Hüseyin Özdilek: Türkiye en iyilere layıktır

Hüseyin Özdilek

Örnek bir başarı öyküsüne sahip olan Özdilek Holding Yönetim Kurulu Başkanı Hüseyin Özdilek ile şirketinin başarılarını, yatırımlarını ve hedeflerini konuştuk…

Havlu veya ev tekstili denildiğinde akla gelen ilk isim olan Özdilek, bugün dünya çapında tanınan bir marka haline geldi. Bu prestijli markayı bugünlere getiren isimse elbette Yönetim Kurulu Başkanı Hüseyin Özdilek…

Ticari bilgisi, ülkesine olan katkısı, hayat görüşü ve mütevazı kişiliğiyle örnek alınması gereken bir iş adamı olan Hüseyin Özdilek, başarı öyküsüyle bir insanın isterse neler başarabileceğinin de mükemmel bir kanıtı…

– Hüseyin Bey, öncelikle bizlere vakit ayırdığınız için yürekten teşekkür ederiz. Hüseyin Özdilek hayata, insanlara, ülkesine nasıl bakar? Nasıl yaşar?
________
Yapılacak işler:
a – Özdilek röportajında "Ticari bilgisi, ülkesine" sözlerinin geçtiği yerden başlayıp "bakar? Nasıl yaşar?" sözlerinden sonra durun ve bu kısmı olduğu gibi yazın.
b – Özdilek röportajına göre Hüseyin Özdilek hangi görevde bulunuyor?
c – Özdilek röportajında "Ticari bilgisi, ülkesine olan katkısı" diye başlayan paragrafı ana bilgilerini koruyarak madde madde yazın.

[Nesnelerin göründüğü yerlere dair veri satırları]
________
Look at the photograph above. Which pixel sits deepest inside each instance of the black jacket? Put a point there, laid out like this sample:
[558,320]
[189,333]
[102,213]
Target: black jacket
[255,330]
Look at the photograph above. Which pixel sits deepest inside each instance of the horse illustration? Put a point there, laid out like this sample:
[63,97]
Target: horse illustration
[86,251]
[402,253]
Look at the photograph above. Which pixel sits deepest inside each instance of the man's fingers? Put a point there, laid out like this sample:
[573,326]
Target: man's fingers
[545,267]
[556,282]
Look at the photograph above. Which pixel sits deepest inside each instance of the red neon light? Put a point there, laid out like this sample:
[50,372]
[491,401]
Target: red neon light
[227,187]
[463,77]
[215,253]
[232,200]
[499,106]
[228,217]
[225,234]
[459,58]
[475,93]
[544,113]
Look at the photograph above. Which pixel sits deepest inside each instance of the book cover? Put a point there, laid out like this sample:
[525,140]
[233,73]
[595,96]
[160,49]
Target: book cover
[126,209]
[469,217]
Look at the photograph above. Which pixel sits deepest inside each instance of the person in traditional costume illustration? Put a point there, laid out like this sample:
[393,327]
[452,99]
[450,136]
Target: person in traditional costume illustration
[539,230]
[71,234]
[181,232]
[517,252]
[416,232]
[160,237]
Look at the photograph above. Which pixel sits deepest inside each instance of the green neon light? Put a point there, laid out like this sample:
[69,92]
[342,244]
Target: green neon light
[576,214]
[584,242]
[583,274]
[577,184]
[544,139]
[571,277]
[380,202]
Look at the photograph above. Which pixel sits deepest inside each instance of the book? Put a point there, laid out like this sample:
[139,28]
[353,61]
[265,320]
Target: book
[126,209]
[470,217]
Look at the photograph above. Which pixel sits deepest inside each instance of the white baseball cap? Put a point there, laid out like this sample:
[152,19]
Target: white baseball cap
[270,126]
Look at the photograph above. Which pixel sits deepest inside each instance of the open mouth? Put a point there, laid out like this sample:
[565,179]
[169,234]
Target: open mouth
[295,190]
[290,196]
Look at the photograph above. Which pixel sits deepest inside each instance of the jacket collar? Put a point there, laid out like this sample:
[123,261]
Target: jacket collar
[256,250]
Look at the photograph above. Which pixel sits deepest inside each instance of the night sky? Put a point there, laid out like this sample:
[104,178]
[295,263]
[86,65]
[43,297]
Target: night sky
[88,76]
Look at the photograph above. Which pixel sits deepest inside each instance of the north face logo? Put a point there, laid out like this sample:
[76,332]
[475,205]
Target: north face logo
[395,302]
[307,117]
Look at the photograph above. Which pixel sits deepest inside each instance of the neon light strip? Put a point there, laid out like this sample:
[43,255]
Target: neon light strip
________
Tam çözümler:
a –
Ticari bilgisi, ülkesine olan katkısı, hayat görüşü ve mütevazı kişiliğiyle örnek alınması gereken bir iş adamı olan Hüseyin Özdilek, başarı öyküsüyle bir insanın isterse neler başarabileceğinin de mükemmel bir kanıtı…

– Hüseyin Bey, öncelikle bizlere vakit ayırdığınız için yürekten teşekkür ederiz. Hüseyin Özdilek hayata, insanlara, ülkesine nasıl bakar? Nasıl yaşar?

b – Özdilek Holding Yönetim Kurulu Başkanı.

c –
- Hüseyin Özdilek, örnek alınması gereken bir iş adamıdır.
- Bunun sebepleri ticari bilgisi, ülkesine katkısı, hayat görüşü ve alçak gönüllü kişiliğidir.
- Başarı öyküsü, insanın isterse neler başarabileceğini kanıtlar.